The US and China are getting serious, and Australia will suffer collateral damage.

The Reserve Bank’s statement yesterday that it is holding the cash rate at 1.5 per cent feels strangely out of date.

Its decision to hold was to be expected, and its attempt not to frighten any domestic political horses with alarmist rhetoric is understandable. But in producing a statement almost word for word to that released a month ago, there is no recognition of the sharp deterioration in global confidence in recent weeks as a result of the trade war between the US and China whose economic implications are only just starting to bite.

Concerns are being reflected in vulnerable emerging markets as relations between China and the US are becoming seriously tense and now seem to be having a worrying military undertone.

There are already signs that the trade war is starting to affect China’s manufacturing output.

US President Donald Trump’s trade war is causing new concerns for global supply chains as the complex web of business interrelationships between China and the US begins to fray.

And the bad news, when it comes to the fallout from the trade war, is only just beginning.

An initial round of tariffs of 25 per cent on $US50 billion worth of Chinese exports to the US came into force in July and August.

Since then, Trump has upped the ante, imposing another round of 10 per cent tariffs on $US200bn ($279bn) worth of Chinese exports, which started only two weeks ago.

Ahead are a potential increase of the 10 per cent tariff on the $US200bn to 25 per cent and higher tariffs imposed on the rest of China’s $US500bn exports to the US.

Such shockwaves cannot help but hit the economy of China, Australia’s largest trading partner, no matter how confident the official rhetoric from Beijing or its potential for stimulatory measures.

Compare the tone of the RBA statement with the warning this week from IMF chief executive Christine Lagarde in a speech in Washington in which she paved the way for a drop in the fund’s global economic growth forecast when it meets in Bali next week.

“In July, we projected 3.9 per cent global growth for 2018 and 2019,” Lagarde said.

“The outlook has become less bright, as you will see from our updates forecast next week.

“If the current trade disputes were to escalate further, they could deliver a shock to a broader range of emerging and developing countries.

“Six months ago, I pointed to clouds on the horizon. Today, some of those risks have begun to materialise.”

== Source data ==
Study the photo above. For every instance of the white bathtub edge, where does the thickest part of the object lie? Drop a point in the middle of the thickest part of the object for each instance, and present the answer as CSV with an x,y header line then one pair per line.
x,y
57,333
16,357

== Exercise tasks ==
A – According to the trade war article, what level is the Reserve Bank holding the cash rate at?
B – Write the next part of the trade war article, picking up right after Lagarde's remark about risks that have begun to materialize.
The listing comes from a different source than the trade war article.

== Final results ==
A – 1.5 percent

B –
She said the trade war was now spreading uncertainty among small business and consumers.

At the same time, a stronger US dollar, rising world interest rates and more difficult financial ­markets are making life more difficult for emerging markets.

Lagarde said countries had to guard against “fiscal and financial turbulence”.

She said the current atmosphere of rising interest rates in advanced countries, coupled with the fact that global public and ­private debt levels had reached a record $US182 trillion had the ­potential to “lead to market corrections, sharp ­exchange rate movements and further weakening of capital flows”.

Compare the RBA comments about Australia’s terms of trade, which it expected to continue at strong levels, with a hard-headed report this week from Australia’s Department of Industry, Innovation and Science, which predicts demand for steel in China, by far the biggest buyer of Australia’s iron ore, will peak this year at 886 million tonnes, dropping to 842 million tonnes by 2020.

The department predicts Australia’s export good times (revenues came in at an all-time high of $252bn this financial year) will ease back next year as falling ­prices for iron ore and coal dampen the outlook.

And this prediction, again, does not take into account any adverse impact on the Chinese economy from the trade war, which has only just begun.

The RBA statement says global inflation is low, “although it has increased due to both higher oil prices and some lift in wages growth”.

But what is becoming increasingly clear is that the trade war ­between the US and China is inflationary.

The trade war could begin to unwind the major deflationary impact of China’s emerging role in the global supply chain since the Asian nation joined the WTO in 2001.

It was China’s becoming the cheap manufacturing hub of the world since then that helped to keep inflation down around the world and underwrote a prolonged period of low world interest rates.

Now that force is starting to unwind as the US slaps tariffs on cheap goods from China. Chinese manufacturing is slowing down and plants are closing.

Even if China-based production does move to other parts of Asia, the massive world ­economic advantage of China’s low-cost manufacturing role in the world economy, almost the ­ultimate in global comparative ­advantage, is coming to an end.

Global supply chains will now become less efficient as a result of new tariffs and trade uncertainties.

Higher tariffs will also mean US consumers will start to pay more for basic goods.

US Federal Reserve chairman Jerome Powell, who is already raising US interest rates, has said higher tariffs will increase the price of goods in the US.

US National Retail Federation spokesman Thomas Jordan said recently: “The entire retail industry will be hurt by tariffs.

“Virtually all major retailers sell imported products from China.”

Higher inflation in the US means higher interest rates in the US and the rest of the world.

In the short term, Australia’s low dollar is also helping to cushion the domestic economy from some of the emerging global economic structural changes.

But over time the protectionist forces unleashed by the Trump administration will come at a cost that will inevitably have a negative impact on Australia.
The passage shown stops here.